◆ What is needed
All entries below must be retyped exactly, though pictures are to be skipped.

[Dataset entries]
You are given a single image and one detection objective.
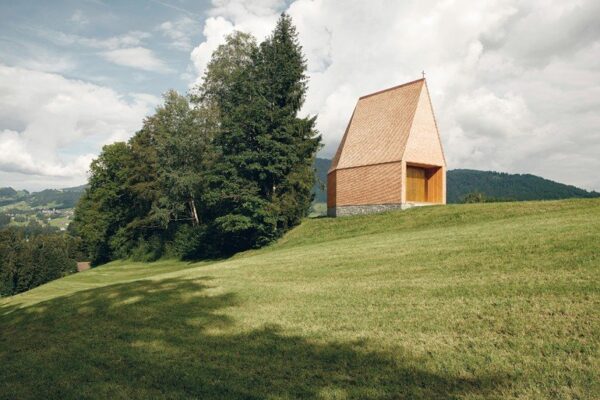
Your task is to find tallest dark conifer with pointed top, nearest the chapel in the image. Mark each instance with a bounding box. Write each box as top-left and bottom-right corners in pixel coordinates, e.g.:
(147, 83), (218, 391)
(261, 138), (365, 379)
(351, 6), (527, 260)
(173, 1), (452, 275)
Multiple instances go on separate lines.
(256, 14), (320, 230)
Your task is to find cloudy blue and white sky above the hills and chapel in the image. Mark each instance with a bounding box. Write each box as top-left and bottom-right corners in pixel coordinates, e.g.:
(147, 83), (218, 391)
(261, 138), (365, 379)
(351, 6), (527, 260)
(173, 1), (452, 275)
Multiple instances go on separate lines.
(0, 0), (600, 191)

◆ Solved problem
You are given a single image and one detection objective.
Your task is to find tallest dark conifer with pointed top, nearest the chapel in the image. Mark each instance with a bounding box. Write each box as top-left and bottom-right corners in pixel coordinates, e.g.:
(147, 83), (218, 391)
(261, 138), (365, 379)
(351, 6), (527, 260)
(173, 1), (452, 275)
Multiple instances go on separate lines.
(256, 14), (320, 230)
Your task is to find cloudy blue and white sky above the hills and chapel in the image. Mark each instance with a bounding box. Write each box as top-left and bottom-right corners in pixel coordinates, e.g.:
(147, 83), (218, 391)
(261, 138), (365, 379)
(351, 6), (527, 260)
(173, 1), (452, 275)
Multiple instances go on separate lines.
(0, 0), (600, 191)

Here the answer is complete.